The task »
Send back the records in full, character for character.

Data in this exercise »
<<<<
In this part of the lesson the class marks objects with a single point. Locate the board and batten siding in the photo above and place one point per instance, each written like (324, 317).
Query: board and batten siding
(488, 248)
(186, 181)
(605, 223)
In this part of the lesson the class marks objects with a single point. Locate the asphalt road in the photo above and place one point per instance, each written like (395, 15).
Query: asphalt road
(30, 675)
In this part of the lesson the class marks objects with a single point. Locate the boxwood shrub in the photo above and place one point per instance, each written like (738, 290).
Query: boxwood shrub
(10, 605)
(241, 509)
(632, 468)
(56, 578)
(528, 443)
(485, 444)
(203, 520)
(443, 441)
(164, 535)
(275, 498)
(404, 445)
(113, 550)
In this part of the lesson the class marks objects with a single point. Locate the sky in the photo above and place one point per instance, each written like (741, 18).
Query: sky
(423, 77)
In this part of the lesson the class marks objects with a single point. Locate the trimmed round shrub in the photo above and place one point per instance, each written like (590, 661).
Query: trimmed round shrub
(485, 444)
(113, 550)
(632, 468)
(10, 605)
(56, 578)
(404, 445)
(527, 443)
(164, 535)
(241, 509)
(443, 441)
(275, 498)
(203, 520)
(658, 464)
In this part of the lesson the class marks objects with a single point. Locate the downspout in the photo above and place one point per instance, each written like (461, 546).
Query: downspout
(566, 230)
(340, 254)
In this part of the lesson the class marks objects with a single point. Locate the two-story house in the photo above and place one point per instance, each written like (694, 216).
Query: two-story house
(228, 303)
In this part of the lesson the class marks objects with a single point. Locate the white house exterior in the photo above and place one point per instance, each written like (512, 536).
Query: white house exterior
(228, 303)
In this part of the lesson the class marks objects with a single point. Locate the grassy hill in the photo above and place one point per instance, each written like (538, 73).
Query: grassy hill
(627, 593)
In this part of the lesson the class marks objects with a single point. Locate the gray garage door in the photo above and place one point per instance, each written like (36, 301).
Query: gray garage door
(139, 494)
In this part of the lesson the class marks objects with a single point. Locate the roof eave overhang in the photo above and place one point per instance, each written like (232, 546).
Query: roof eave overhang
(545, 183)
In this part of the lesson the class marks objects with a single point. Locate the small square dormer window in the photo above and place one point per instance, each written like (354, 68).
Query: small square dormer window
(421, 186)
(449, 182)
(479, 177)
>>>>
Solution for this task »
In this part of the lesson the class marks objects with a single point. Locate the board and batten siding in the photo above and place one point per instance, each written like (324, 317).
Query: board and batten siding
(488, 248)
(186, 181)
(605, 223)
In this part of the lesson the class marks objects with a single point. Locate the asphalt road in the photo above and place one point per instance, each written like (395, 15).
Query: asphalt road
(30, 675)
In this part of the lesson the class marks objects with a single point. Locate the boxwood shrub in the photo above and place one point per instance, each written like (738, 290).
Query: boxwood shrub
(10, 605)
(241, 509)
(632, 468)
(56, 578)
(528, 443)
(485, 444)
(203, 520)
(443, 441)
(164, 535)
(275, 498)
(404, 445)
(113, 550)
In this part of the lesson the class marks objects with a single point. Locate the sky in the photo above and place one point per instance, each written like (741, 18).
Query: sky
(423, 77)
In this part of the lesson the class marks objects with a single point. Locate the trimmed round shrub in the photo above and place one point per instance, each written like (590, 661).
Query: trimmed round shrub
(485, 444)
(113, 550)
(632, 468)
(10, 605)
(56, 578)
(404, 445)
(527, 443)
(164, 535)
(241, 509)
(443, 441)
(275, 498)
(203, 520)
(658, 464)
In this part of the lesson the class marks objects with a single point. Locate the downspout in the photo above and place one point per instance, each written like (461, 546).
Query: downspout
(566, 230)
(340, 254)
In this part of the lesson the class marks objects with a single point. Locate the two-story house in the photo above and place one point per instance, each written like (694, 216).
Query: two-story house
(228, 303)
In this part of the lesson the class marks objects with a single point. Locate the white house exterior in the photo above and place one point per instance, each written like (512, 536).
Query: white house exterior
(228, 303)
In this part of the lesson the class marks objects with a single point. Locate the grassy hill in the photo above and place one point per instance, each written like (538, 73).
Query: grassy hill
(627, 593)
In this part of the lesson the class marks objects with a single point. Locate the gray garage door in the photo above and place one point per instance, each written like (36, 301).
Query: gray garage door
(139, 494)
In this part of the lesson the class marks objects with a single point. Locate the roof eave overhang in the photo above and place one point per instance, each written like (232, 546).
Query: roof eave overhang
(545, 183)
In this part of the lesson the class marks objects with a single point. Locate the small square dormer window in the photo above and place one point per instance, each written like (354, 68).
Query: small square dormer window
(421, 186)
(449, 182)
(479, 177)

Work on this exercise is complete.